What is needed here is each entry reproduced exactly, without its pictures.

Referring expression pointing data
<<<<

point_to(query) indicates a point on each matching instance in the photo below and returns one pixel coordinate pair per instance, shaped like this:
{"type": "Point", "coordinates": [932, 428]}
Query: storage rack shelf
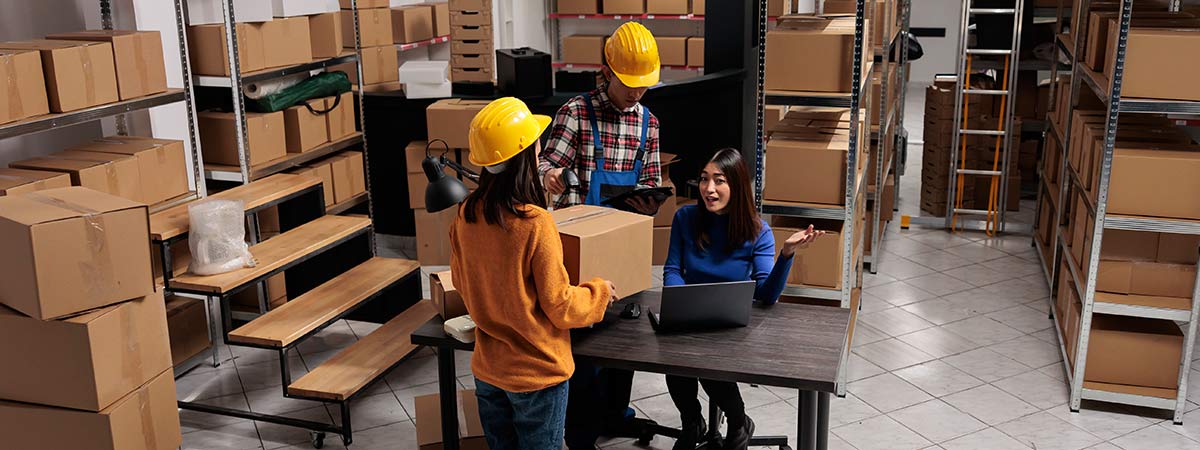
{"type": "Point", "coordinates": [1084, 274]}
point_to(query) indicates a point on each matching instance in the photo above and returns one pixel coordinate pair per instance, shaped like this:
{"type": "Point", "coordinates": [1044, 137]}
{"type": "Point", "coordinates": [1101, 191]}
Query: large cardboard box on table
{"type": "Point", "coordinates": [429, 421]}
{"type": "Point", "coordinates": [87, 361]}
{"type": "Point", "coordinates": [447, 300]}
{"type": "Point", "coordinates": [71, 250]}
{"type": "Point", "coordinates": [17, 181]}
{"type": "Point", "coordinates": [147, 419]}
{"type": "Point", "coordinates": [207, 45]}
{"type": "Point", "coordinates": [23, 71]}
{"type": "Point", "coordinates": [606, 244]}
{"type": "Point", "coordinates": [78, 73]}
{"type": "Point", "coordinates": [137, 57]}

>>>>

Answer for this exercise
point_to(query) indicates a point on each matching instance in the photo below and returns one pixel coordinate pair per instance, shaped like this:
{"type": "Point", "coordinates": [932, 428]}
Query: storage rack shelf
{"type": "Point", "coordinates": [1084, 274]}
point_to(query) indicates a point on each matching instance in the photo above and returns one pixel coordinate pair per instance, shaped like this:
{"type": "Point", "coordinates": [1044, 137]}
{"type": "Point", "coordinates": [1101, 191]}
Query: large cardboard box on table
{"type": "Point", "coordinates": [429, 421]}
{"type": "Point", "coordinates": [87, 361]}
{"type": "Point", "coordinates": [447, 300]}
{"type": "Point", "coordinates": [71, 250]}
{"type": "Point", "coordinates": [17, 181]}
{"type": "Point", "coordinates": [147, 419]}
{"type": "Point", "coordinates": [207, 45]}
{"type": "Point", "coordinates": [23, 71]}
{"type": "Point", "coordinates": [606, 244]}
{"type": "Point", "coordinates": [78, 73]}
{"type": "Point", "coordinates": [137, 57]}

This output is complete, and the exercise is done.